What is needed: Pull out every line below that contains the string "fence", matching case exactly, and copy each one in full.

Records to process:
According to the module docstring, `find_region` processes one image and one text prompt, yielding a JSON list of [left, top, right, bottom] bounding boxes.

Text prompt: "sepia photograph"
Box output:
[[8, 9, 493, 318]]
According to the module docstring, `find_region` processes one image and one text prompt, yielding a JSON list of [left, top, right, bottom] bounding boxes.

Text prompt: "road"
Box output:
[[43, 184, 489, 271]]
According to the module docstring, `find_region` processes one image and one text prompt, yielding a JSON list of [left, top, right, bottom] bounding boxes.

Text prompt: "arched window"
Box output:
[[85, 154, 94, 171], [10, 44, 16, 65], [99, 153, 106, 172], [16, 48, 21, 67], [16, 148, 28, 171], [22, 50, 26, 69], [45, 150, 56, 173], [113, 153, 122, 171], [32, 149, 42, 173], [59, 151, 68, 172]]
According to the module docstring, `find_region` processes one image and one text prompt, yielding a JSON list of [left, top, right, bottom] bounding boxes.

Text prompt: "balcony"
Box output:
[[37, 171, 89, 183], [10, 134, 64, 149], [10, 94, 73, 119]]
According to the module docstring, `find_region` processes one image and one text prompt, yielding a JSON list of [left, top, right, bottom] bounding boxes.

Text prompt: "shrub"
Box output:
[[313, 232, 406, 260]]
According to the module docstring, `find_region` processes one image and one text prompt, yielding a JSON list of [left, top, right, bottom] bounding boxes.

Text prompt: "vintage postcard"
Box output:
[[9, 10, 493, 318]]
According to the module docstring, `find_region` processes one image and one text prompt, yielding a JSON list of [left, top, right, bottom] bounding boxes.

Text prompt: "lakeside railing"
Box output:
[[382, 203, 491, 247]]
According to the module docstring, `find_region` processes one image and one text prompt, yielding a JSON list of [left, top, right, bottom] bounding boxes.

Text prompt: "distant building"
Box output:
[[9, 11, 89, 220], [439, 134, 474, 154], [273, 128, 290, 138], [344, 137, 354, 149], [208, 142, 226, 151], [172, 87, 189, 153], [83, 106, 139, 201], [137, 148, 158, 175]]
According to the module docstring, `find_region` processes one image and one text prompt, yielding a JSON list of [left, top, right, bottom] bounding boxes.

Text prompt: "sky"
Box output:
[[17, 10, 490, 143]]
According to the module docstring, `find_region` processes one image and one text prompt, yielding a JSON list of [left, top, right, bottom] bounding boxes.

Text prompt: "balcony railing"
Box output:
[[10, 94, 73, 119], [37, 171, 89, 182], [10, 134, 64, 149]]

---

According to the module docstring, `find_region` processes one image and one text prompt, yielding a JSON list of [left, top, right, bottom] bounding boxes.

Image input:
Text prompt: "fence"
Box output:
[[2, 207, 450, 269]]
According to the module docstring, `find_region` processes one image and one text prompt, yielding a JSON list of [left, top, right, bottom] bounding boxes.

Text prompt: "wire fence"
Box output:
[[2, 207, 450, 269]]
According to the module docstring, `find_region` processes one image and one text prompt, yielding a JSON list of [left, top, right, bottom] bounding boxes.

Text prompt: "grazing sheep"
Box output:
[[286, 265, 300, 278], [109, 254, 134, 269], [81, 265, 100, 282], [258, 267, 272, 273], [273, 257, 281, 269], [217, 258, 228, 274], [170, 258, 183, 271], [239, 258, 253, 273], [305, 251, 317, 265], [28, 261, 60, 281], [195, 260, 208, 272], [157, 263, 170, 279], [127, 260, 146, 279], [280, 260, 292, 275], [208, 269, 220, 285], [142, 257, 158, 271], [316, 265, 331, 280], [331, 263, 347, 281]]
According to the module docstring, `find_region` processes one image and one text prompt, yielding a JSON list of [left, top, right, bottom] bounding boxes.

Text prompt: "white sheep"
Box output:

Task result:
Text prompt: "fence"
Text prompt: "wire fence"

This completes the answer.